* **PASSAGE GIVEN**:
----
A staff report to the Bicycle Advisory Committee said temporary Chorro and Broad streets construction would cost more than $100K, and final construction more than $1 million. Those numbers were mysteriously reduced in their report to the City Council.
So, the bike share change to 20 percent in the bike plan was “noncontroversial” because it duplicated what was in the Climate Action Plan.
That still left the biggie, getting 20 percent into the General Plan itself.
“A few years later,” Rivoire and Meyer continue, “the city’s transportation and land use plan, known as LUCE . . . came up for review and updating. Eric was appointed chairman of the citizen task force dedicated to overseeing the update. The task force again debated increasing the modal goal over what was in the old LUCE, but what ultimately led . . . them to approve it was the simple fact that the Planning Commission and City Council had already approved that figure in the two other plans years before.
“This 20 percent mode bike mode share goal would never have been approved in the LUCE had it not already been part of the two smaller plans. [Sic.]
“This is a key point and may be a pathway that others can follow . . .
“Meanwhile, Dan was elected to City Council shortly after the City Planning Commission approved the LUCE update, so when it came before the council, his was the deciding vote that approved it and he is now in a position to help shepherd the new prioritization of funding.
“Our work to get a place on city boards, as bike advocates, paid off.”
Thus – by getting special people into important positions and understanding how to manipulate planning process from inside — the puzzle fit together. An arbitrary percentage of bike riders vs. car drivers plucked from thin air became a goal to be pursued at all costs and the sole new measure for allocating transportation spending.
The Bike Coalition. Rivoire and Meyer state these outcomes were guided by “many minds at the Bicycle Coalition” over an eight year period. So it’s worth taking a brief look at the Bike Coalition, now renamed Bike SLO County.
Rivoire was its executive director for seven years, and, according to his LinkedIn page, had been a manager for more than a year before becoming director. For a small non-profit, it’s unclear how they get funds to pay a director, lobby, and maintain a prominent office.
----
* **JOB**: Reproduce the part of the bike plan passage that opens with the words containing "The Bike Coalition." and closes with "a prominent office.", switching "brief look" to "closer look".

Items from a labeling collection
----
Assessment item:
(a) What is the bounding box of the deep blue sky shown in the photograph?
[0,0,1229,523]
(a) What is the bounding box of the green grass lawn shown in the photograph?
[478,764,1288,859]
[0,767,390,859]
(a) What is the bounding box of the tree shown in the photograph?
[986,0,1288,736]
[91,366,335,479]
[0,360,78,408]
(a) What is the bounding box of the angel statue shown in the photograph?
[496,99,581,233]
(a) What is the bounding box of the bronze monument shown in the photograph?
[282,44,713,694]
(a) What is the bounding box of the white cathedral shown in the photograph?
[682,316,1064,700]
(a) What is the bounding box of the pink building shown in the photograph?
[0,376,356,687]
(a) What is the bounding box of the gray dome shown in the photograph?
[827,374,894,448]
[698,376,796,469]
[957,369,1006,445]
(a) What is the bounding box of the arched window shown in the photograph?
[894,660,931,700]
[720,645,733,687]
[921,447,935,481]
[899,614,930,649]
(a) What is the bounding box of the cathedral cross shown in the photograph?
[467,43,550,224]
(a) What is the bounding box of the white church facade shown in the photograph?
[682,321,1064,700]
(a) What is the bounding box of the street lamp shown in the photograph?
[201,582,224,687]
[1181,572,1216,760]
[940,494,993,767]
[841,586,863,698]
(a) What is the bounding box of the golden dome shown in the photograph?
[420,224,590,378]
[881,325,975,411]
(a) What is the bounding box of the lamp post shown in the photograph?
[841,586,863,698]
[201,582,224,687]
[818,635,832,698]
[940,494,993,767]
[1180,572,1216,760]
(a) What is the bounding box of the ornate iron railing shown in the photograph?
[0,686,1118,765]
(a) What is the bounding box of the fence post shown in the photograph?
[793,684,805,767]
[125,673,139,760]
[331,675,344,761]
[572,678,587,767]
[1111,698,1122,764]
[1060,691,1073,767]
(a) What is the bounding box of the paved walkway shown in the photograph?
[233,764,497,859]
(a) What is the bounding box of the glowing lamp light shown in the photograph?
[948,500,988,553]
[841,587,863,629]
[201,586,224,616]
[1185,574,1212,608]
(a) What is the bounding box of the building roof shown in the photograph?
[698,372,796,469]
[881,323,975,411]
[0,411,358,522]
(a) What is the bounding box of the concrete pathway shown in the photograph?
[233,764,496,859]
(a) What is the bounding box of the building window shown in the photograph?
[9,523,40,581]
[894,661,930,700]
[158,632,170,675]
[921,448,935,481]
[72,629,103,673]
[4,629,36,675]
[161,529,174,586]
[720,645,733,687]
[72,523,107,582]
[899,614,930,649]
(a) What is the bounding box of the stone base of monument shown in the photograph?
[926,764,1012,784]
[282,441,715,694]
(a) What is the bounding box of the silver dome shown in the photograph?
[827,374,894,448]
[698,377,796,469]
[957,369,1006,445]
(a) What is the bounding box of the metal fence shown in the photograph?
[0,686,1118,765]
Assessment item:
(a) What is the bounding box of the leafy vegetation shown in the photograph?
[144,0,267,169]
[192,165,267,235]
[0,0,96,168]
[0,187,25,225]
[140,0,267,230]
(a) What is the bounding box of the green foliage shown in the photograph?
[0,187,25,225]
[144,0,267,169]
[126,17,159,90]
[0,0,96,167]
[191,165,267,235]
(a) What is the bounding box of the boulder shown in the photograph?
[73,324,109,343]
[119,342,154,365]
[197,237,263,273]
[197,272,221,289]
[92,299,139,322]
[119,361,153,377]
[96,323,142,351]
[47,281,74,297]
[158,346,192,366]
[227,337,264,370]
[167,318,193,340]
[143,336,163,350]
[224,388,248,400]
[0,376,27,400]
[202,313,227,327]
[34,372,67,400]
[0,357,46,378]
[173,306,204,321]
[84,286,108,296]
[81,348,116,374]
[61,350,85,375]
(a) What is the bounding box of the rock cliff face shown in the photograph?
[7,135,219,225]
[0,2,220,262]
----
* **COMPLETED TASK**:
The Bike Coalition. Rivoire and Meyer state these outcomes were guided by “many minds at the Bicycle Coalition” over an eight year period. So it’s worth taking a closer look at the Bike Coalition, now renamed Bike SLO County.
Rivoire was its executive director for seven years, and, according to his LinkedIn page, had been a manager for more than a year before becoming director. For a small non-profit, it’s unclear how they get funds to pay a director, lobby, and maintain a prominent office.